Collected data:
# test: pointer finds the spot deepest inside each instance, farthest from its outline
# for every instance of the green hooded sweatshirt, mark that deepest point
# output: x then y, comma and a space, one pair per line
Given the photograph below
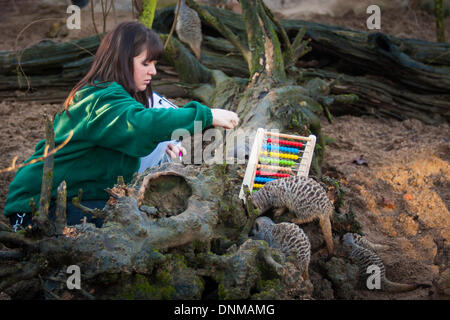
111, 131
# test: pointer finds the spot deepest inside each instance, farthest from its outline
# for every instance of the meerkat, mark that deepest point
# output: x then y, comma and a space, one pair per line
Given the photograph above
362, 253
189, 28
302, 196
288, 237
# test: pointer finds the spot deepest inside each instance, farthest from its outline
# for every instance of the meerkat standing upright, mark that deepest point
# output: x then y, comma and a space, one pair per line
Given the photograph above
288, 237
302, 196
361, 251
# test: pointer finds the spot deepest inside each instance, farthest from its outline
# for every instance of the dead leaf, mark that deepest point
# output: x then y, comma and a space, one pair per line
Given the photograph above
408, 196
387, 203
66, 296
361, 161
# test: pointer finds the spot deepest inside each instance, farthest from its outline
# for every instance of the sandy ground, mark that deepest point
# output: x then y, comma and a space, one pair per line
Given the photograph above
401, 197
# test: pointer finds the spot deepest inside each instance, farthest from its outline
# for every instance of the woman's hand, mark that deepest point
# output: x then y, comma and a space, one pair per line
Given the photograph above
173, 151
224, 118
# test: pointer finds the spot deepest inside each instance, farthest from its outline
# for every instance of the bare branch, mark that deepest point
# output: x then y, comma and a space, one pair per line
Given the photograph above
224, 30
60, 213
173, 25
16, 240
10, 255
47, 175
49, 154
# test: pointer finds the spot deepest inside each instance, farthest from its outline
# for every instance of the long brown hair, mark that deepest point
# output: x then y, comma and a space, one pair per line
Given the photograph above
114, 60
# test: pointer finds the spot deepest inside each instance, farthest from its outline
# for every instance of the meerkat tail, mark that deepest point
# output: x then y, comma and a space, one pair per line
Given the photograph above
363, 242
306, 273
395, 287
325, 224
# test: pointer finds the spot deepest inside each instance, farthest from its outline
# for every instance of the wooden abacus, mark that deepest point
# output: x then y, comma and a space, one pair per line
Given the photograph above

▶ _Work required_
Count the lines in the listing that contain the word "every" and reply with that number alone.

▶ _Correct answer_
10